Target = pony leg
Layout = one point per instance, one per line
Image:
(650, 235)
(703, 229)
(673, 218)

-- -- --

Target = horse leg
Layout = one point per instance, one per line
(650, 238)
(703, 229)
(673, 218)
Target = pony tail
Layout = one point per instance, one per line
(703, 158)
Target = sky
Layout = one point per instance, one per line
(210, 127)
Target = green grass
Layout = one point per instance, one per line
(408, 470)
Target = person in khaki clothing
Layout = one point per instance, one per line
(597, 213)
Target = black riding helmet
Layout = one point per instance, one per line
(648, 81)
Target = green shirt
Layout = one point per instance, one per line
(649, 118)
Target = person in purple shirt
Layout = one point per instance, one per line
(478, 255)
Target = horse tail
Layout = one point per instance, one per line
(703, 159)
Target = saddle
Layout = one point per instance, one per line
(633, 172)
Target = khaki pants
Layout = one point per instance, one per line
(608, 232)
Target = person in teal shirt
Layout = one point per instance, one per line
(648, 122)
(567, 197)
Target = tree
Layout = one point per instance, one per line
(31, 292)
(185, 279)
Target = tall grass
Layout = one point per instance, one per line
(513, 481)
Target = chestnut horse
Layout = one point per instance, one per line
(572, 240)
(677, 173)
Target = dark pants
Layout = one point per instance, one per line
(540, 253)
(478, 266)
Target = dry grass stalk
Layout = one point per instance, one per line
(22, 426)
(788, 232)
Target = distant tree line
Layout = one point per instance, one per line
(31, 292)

-- -- --

▶ **What is being asked**:
Please find every line in the records above that contains the string "green" and copy each of those lines in full. Case counts, so match only that exact capitalization.

▶ **Expected answer**:
Target = green grass
Target = green shirt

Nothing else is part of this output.